Page text ▸
Membrane Biochemistry Group, Machine VP
John Curtin School of Medical Research
Co-Investigator Graeme B Cox
Membrane Biochemistry Group, John Curtin School of Medical Research
A Combined Molecular Biological and Computer Graphics Study of Membrane Proteins
The structure and function of membrane-bound proteins has proved difficult to study by conventional biochemical techniques. In recent years the techniques of molecular biology have been used and, because of the constraints imposed on protein structure by the lipid environment of membranes, it is possible to make reasonable predictions about the structure of the portions of the proteins actually within the membrane bilayer. Our primary interest is in the ATP synthase complex (responsible for the formation of ATP, the `energy currency of all cells') in which there is a background of over 20 years work in our laboratory.

Work instruction ▸
In the membrane protein study page, how many years of work on the ATP synthase complex does the laboratory have behind it?

Dataset records ▸

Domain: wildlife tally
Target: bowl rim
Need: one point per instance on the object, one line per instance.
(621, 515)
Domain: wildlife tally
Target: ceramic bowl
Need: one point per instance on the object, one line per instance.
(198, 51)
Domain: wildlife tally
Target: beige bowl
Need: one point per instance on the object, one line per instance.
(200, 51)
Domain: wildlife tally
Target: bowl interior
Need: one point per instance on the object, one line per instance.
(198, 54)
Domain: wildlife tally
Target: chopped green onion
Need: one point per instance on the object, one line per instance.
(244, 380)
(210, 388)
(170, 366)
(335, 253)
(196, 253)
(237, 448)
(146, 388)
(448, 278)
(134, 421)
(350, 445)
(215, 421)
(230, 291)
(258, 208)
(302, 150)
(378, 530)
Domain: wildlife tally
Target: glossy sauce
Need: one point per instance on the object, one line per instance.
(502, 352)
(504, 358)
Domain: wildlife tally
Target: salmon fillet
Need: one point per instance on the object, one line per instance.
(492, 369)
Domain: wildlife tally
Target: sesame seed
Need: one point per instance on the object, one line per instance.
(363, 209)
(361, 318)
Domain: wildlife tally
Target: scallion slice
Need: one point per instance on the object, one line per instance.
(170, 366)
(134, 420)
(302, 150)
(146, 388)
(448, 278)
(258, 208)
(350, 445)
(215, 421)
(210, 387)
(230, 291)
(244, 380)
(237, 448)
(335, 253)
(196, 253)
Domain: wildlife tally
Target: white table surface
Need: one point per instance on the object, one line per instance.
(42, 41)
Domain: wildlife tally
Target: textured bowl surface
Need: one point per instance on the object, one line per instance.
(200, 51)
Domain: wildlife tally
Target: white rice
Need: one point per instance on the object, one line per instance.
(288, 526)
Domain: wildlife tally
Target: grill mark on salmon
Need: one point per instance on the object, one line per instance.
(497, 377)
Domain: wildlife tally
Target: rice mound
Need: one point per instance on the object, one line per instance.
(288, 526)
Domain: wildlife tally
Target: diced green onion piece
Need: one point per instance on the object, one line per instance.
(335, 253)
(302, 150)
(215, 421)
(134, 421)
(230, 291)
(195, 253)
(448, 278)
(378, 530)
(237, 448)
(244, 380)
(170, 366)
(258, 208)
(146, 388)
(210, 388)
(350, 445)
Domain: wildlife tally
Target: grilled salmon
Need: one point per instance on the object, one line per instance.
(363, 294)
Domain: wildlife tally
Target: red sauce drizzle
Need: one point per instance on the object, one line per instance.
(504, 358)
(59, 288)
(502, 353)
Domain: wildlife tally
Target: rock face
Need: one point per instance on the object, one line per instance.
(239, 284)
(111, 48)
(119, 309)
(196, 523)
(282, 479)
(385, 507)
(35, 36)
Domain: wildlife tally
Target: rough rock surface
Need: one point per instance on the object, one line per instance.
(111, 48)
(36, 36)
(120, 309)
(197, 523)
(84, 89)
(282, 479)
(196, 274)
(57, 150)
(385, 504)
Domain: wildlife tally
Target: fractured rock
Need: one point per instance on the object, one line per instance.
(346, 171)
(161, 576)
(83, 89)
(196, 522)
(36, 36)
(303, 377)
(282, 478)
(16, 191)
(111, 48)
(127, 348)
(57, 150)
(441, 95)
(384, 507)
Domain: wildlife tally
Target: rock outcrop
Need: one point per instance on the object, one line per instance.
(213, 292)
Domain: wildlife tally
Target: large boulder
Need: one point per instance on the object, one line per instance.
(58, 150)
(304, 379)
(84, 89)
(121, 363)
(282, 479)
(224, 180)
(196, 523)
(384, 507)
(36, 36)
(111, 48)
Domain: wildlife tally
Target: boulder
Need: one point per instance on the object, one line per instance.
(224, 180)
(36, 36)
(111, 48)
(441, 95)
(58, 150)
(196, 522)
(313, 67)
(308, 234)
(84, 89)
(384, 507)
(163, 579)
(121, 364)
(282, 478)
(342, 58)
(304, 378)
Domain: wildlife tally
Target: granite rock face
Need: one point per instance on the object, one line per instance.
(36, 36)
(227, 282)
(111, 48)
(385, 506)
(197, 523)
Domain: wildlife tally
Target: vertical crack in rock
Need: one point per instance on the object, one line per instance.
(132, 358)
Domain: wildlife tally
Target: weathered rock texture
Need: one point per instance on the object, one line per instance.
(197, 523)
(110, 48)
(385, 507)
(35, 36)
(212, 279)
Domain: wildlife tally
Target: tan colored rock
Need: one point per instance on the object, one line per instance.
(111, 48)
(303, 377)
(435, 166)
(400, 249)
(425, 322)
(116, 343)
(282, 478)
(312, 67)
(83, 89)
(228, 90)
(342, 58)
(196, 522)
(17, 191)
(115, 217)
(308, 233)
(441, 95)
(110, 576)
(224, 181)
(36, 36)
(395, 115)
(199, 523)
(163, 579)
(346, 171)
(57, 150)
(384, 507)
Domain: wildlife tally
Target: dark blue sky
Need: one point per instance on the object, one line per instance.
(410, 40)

Problem solution ▸
Over 20 years.